What you are asked to do »
Please report every line from the material that contains the word "branch".

-- Working data follows --

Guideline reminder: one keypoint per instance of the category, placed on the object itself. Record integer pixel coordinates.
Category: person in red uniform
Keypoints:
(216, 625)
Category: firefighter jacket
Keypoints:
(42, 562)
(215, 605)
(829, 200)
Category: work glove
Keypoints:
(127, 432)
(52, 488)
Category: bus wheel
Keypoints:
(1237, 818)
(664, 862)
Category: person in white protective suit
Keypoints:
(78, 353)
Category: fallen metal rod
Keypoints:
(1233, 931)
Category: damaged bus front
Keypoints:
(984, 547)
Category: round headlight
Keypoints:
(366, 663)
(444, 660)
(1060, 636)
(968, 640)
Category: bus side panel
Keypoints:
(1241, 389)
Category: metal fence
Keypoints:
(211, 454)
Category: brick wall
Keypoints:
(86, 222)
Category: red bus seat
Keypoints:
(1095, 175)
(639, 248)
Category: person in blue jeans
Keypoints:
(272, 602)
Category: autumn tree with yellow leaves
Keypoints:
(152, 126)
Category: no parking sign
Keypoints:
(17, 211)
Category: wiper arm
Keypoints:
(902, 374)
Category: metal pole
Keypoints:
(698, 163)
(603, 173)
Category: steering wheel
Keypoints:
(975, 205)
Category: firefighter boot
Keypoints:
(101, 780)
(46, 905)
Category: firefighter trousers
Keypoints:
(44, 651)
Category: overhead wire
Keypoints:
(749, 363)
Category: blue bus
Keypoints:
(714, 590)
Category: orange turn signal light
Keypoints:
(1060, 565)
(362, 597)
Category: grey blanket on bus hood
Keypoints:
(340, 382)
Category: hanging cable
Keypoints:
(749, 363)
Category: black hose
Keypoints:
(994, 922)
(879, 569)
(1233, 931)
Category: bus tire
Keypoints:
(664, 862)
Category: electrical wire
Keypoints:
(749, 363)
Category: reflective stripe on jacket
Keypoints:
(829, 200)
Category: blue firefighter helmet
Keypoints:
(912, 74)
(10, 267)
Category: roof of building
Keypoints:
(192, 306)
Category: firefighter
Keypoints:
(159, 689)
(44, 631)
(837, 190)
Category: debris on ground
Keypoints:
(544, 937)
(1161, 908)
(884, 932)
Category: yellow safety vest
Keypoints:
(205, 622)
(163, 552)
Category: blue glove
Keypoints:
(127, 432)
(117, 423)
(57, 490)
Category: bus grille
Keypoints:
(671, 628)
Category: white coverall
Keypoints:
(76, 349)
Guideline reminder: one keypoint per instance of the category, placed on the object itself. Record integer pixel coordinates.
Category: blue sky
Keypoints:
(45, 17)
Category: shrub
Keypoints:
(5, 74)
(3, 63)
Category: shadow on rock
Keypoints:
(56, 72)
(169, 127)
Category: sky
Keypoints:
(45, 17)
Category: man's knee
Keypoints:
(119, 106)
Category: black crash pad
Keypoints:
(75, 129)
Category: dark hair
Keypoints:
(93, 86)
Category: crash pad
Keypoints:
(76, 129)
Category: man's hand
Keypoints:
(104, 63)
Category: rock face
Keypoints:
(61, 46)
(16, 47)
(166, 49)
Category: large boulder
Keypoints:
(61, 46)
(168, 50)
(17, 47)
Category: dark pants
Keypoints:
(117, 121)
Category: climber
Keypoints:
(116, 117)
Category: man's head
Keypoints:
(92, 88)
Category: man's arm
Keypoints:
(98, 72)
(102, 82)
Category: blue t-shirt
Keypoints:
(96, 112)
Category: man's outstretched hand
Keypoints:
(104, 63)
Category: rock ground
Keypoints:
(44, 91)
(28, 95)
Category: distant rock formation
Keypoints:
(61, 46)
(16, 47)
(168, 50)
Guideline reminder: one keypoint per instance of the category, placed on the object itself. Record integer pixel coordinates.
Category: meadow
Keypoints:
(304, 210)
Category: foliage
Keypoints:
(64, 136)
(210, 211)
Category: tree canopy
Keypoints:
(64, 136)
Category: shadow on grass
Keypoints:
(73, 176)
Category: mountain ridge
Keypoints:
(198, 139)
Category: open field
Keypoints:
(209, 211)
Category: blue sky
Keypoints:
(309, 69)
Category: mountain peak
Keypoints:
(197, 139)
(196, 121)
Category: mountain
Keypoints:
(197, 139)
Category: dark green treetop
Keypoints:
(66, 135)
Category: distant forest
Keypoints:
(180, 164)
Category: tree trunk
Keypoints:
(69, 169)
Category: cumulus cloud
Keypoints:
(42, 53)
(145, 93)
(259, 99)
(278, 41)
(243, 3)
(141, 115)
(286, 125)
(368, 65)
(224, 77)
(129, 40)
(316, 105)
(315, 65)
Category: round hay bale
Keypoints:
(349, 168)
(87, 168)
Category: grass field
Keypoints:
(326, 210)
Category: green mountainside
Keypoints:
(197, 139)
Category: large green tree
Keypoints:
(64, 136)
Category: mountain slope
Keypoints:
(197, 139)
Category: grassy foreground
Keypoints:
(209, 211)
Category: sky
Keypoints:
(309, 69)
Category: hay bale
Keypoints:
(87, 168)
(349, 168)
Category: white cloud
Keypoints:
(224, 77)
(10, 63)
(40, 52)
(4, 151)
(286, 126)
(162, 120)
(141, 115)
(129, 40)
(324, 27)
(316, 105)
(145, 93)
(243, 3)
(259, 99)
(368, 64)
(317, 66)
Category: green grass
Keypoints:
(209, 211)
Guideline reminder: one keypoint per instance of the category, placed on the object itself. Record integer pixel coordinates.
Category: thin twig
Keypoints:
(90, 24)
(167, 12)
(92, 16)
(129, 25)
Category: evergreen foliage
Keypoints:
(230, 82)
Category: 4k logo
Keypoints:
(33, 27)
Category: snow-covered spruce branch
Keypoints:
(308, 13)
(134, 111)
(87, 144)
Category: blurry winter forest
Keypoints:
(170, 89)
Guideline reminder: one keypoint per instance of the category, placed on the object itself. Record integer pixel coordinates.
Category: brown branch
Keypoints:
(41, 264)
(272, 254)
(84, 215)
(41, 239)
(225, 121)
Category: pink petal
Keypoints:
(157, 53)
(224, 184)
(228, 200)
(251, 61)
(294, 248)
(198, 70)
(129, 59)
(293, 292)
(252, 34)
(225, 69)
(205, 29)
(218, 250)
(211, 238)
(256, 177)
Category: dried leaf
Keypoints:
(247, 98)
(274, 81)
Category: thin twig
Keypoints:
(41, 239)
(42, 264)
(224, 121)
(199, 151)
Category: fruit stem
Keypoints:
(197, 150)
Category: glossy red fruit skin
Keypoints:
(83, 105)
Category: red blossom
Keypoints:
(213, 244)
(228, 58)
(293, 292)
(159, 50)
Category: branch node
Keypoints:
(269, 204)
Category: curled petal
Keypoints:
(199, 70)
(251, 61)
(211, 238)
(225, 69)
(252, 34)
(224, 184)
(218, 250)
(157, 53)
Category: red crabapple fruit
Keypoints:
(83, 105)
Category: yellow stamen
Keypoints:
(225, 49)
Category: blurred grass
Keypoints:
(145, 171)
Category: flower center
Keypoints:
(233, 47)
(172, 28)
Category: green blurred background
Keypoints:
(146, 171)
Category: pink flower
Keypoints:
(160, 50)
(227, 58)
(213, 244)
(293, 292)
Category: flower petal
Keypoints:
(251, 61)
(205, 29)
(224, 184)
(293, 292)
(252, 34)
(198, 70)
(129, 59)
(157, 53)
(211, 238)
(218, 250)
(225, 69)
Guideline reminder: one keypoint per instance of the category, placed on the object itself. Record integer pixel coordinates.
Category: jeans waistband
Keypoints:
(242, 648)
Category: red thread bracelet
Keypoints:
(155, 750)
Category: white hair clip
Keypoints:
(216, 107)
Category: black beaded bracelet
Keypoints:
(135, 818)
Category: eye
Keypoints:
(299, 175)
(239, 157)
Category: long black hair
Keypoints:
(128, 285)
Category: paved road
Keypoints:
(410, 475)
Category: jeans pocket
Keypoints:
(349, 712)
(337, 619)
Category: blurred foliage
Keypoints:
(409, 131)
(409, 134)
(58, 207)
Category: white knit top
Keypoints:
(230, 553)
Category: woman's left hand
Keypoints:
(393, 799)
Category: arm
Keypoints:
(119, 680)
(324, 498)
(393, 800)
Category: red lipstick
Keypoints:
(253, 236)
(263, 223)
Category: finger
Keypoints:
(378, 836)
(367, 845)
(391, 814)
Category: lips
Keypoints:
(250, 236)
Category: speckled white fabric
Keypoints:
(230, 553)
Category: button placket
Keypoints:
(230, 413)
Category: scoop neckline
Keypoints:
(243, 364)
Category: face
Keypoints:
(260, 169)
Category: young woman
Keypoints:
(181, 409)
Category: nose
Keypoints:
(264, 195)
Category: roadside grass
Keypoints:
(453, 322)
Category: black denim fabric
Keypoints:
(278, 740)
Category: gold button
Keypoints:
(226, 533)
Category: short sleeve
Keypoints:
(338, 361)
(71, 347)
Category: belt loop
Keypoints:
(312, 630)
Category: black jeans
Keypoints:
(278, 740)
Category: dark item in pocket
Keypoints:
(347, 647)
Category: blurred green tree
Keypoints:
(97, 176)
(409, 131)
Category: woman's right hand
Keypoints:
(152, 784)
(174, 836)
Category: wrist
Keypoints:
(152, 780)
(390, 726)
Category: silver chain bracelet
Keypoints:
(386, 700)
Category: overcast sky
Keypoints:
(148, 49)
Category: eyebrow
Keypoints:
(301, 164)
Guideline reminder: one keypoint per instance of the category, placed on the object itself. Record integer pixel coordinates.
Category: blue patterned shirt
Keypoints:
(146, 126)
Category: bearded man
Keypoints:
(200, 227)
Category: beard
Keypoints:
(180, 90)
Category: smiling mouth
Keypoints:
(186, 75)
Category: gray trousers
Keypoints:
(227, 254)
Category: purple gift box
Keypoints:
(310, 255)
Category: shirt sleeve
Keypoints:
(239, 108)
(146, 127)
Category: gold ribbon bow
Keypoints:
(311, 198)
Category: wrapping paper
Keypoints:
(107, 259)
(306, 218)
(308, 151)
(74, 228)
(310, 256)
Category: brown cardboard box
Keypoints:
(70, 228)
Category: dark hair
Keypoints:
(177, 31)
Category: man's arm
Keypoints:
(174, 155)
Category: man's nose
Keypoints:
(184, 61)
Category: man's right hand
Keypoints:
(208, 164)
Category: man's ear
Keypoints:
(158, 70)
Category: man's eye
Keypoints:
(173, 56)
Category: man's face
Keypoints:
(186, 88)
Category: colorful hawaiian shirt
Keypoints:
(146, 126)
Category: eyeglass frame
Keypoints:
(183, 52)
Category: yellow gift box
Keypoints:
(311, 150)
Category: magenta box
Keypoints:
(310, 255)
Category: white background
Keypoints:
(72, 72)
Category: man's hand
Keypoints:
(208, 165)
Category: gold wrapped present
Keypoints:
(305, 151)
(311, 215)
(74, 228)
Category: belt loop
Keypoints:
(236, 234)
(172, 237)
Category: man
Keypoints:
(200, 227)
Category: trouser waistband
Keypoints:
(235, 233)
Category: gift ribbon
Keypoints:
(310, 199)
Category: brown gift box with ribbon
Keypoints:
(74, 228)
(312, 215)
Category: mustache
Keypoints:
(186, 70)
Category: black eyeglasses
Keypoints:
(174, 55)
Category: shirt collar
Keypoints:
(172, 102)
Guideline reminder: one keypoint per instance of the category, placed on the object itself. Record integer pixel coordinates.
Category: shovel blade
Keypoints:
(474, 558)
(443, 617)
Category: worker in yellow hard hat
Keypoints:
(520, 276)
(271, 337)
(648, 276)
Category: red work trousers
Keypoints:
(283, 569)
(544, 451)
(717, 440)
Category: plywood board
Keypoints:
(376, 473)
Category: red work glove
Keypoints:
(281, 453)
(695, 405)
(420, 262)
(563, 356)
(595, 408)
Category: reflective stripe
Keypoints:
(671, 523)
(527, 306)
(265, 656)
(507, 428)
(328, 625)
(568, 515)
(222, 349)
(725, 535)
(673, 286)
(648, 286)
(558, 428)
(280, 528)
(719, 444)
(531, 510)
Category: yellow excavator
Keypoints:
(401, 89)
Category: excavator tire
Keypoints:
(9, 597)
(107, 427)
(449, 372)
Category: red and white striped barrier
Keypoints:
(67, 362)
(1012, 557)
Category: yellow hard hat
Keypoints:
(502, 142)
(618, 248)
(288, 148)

-- Working data concluded --

Task answer »
Category: snow-covered spruce branch
Category: brown branch
Category: branch node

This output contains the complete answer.